# Start of Extract

Eric and Hal both ride with radios and mikes, while the rest of us ride with radios and earbuds (the radios are Midland X-Tra Talks. Eric started out leading and Hal always rides what we called "Amen" on the church-sponsored bicycle tours I used to lead. Eric talks almost constantly about what he's seeing, what he's watching, his lane position, his transitions between throttle and engine braking (he rarely used his brakes today unless he was coming to a stop). After about an hour, he started having one of us students lead while he followed and talked. Ever so often Hal would chime in on what he was seeing from the back of the line. We rode fairly conservatively, but by the end of the day, the pace was picking up. Tomorrow, we'll start working on riding with "smoothness and precision."

# End of Extract
# Start of Provided material

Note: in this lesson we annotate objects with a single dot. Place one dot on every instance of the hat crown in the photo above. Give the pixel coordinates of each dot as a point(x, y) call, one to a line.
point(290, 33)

# End of Provided material

Continue the motorcycle riding account after its final sentence with a few more sentences in the same voice.

» Expected answer:
If it wasn't for starting and stopping I'd feel pretty good about my own riding but my confidence in those two "simple" aspects of riding is at an all-time low. My buddy Ken is going to shorten my kickstand some more when I get home and that will make a difference for me when I'm stopping for gas. Right now, I've got to make sure that the slope is to the left and that the bike is not pointing uphill or I can't get off. I
think that was part of what distracted me and caused my drop this morning and one I had last week when I was pulling into my motel in Fairmont, WV.
I'm not ready to quit riding, but I've been wondering if I
should quit. One idea I've had is to go to the motorcycle training operation over on I-25, about 12 miles from home, and do some slow-speed practice on a smaller bike. He's got TU-250s.
Keep me in your thoughts and prayers -- I'm 1500 miles from home after we get back to Morgantown!